= Exercise set =
A. From the passage on the Carvallo sign, list each distinct author name in the references at the end.
B. Quote the passage on the Carvallo sign from "It is named" to "become higher pitched.".

= Passage provided =
The Carvallo sign is found during cardiac auscultation.
It is named after Mexican cardiologist Josť Manuel Rivero Carvallo.
He described an increase in the intensity of the systolic murmur of tricuspid insufficiency during inspiration. This distinguishes it from left sided murmurs such as mitral insufficiency, which do not change with respiration.
It may be difficult to hear the change in murmur intensity during normal respiration. In that case, auscultation is performed during postinspiratory apnea and the loudness of the systolic murmur is compared to its loudness during postexpiratory apnea.
The murmur of tricuspid insufficiency increases in intensity during held, deep inspiration. The murmur may also become higher pitched.
In contrast, the murmur of mitral insufficiency does not increase during held, deep inspiration. It may actually decrease in intensity. One explanation for the decreased intensity is the inspiratory interposition of the pulmonary appendage between the apex of the heart and the chest wall.
Rivero Carvallo JM
Signo para el diagnostico de las insuficiencias tricuspideas
Archivos del Instituto de Cardiologia de Mexico, Mexico, 1946, 16: 531.
Rivero Carvallo JM
Comunicacion a la Sociedad Mexicana de Cardiologia
Am J Cardiol. 1981 Sep;48(3):578-83.
Intracardiac phonocardiography in tricuspid regurgitation: relation to clinical and angiographic findings.
Cha SD, Gooch AS, Maranhao V.

= Data section =
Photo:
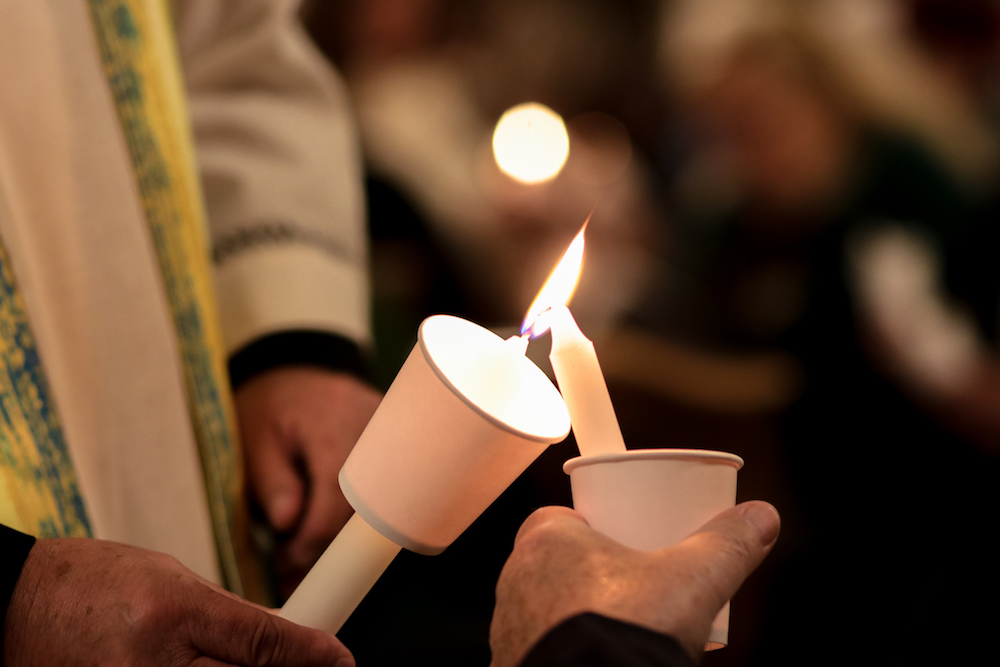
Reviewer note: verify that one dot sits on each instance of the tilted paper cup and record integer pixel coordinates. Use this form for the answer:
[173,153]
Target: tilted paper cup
[466,415]
[653,498]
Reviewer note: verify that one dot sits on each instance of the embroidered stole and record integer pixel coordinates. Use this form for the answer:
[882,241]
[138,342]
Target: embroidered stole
[39,493]
[140,59]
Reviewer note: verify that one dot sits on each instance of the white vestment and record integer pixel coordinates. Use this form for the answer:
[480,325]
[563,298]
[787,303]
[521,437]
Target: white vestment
[281,173]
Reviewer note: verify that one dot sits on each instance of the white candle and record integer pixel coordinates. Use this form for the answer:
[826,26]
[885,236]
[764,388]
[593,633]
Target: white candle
[582,385]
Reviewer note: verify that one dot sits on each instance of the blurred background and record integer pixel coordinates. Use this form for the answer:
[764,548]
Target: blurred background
[792,255]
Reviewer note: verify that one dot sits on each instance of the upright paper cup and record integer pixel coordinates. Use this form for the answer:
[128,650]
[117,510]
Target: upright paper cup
[653,498]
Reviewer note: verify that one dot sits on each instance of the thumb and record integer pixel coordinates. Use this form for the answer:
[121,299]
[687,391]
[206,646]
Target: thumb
[238,633]
[731,546]
[275,480]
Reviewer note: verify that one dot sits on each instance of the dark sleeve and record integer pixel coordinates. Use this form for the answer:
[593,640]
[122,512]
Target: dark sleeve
[309,348]
[592,640]
[14,548]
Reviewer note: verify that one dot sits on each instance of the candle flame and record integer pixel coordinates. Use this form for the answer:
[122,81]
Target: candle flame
[558,289]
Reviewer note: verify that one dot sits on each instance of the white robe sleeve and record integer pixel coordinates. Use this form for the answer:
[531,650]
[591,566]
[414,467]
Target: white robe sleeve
[281,171]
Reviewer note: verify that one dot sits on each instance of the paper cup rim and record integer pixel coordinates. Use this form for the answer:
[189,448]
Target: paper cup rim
[499,423]
[703,455]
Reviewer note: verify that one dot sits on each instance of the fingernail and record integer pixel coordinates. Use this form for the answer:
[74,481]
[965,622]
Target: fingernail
[765,519]
[280,509]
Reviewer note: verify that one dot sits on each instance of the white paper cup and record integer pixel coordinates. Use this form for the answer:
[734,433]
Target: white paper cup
[467,414]
[653,498]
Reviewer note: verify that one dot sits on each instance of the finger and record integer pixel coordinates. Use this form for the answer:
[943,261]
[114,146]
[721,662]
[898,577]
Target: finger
[548,517]
[731,546]
[326,512]
[237,633]
[276,482]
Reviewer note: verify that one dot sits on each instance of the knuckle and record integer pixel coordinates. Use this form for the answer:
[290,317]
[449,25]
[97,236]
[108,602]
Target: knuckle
[265,640]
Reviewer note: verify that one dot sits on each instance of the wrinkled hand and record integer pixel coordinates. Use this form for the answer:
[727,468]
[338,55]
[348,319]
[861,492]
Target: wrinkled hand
[561,567]
[91,602]
[298,425]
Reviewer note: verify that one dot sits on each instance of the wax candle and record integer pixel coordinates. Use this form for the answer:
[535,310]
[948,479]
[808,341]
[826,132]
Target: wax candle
[583,387]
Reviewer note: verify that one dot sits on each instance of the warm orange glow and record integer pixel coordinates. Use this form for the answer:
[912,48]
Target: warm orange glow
[530,143]
[558,289]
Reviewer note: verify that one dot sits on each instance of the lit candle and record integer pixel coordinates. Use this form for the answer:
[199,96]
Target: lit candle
[573,358]
[582,385]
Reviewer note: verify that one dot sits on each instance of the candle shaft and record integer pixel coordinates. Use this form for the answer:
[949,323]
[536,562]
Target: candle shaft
[341,578]
[582,385]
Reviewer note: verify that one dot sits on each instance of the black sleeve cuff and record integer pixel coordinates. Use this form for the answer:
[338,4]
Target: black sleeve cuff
[592,640]
[309,348]
[14,548]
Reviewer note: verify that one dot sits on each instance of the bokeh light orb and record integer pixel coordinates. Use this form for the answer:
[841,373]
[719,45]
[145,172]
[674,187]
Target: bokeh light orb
[530,143]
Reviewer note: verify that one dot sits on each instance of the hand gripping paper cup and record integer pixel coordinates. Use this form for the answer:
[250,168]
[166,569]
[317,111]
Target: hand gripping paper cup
[653,498]
[467,414]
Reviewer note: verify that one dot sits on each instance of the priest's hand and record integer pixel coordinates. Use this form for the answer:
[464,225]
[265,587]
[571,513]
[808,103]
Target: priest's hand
[298,424]
[91,602]
[560,567]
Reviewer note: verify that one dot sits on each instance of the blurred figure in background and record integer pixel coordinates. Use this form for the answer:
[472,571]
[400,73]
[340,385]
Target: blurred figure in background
[808,224]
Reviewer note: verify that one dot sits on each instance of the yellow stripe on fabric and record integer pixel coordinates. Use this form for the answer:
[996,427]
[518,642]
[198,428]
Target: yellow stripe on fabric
[141,63]
[39,493]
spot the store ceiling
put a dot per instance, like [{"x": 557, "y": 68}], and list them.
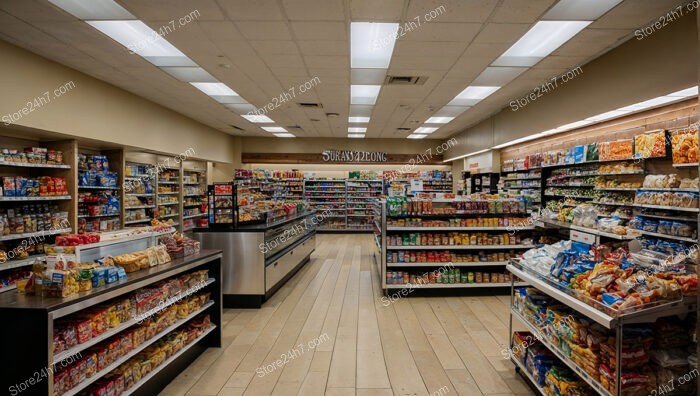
[{"x": 262, "y": 48}]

= Problem solutions =
A. Rivero Carvallo JM, Cha SD, Gooch AS, Maranhao V

B.
It is named after Mexican cardiologist Josť Manuel Rivero Carvallo.
He described an increase in the intensity of the systolic murmur of tricuspid insufficiency during inspiration. This distinguishes it from left sided murmurs such as mitral insufficiency, which do not change with respiration.
It may be difficult to hear the change in murmur intensity during normal respiration. In that case, auscultation is performed during postinspiratory apnea and the loudness of the systolic murmur is compared to its loudness during postexpiratory apnea.
The murmur of tricuspid insufficiency increases in intensity during held, deep inspiration. The murmur may also become higher pitched.